> _Requirement_:
Among the entries below, tally each line in which the word "woman" is found, then state the tally alone.
Supplied records START
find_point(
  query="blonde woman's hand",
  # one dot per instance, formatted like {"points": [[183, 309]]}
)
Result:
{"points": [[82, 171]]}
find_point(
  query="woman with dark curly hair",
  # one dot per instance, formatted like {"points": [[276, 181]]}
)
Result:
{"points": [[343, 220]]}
Supplied records END
> _Answer for this exercise_:
2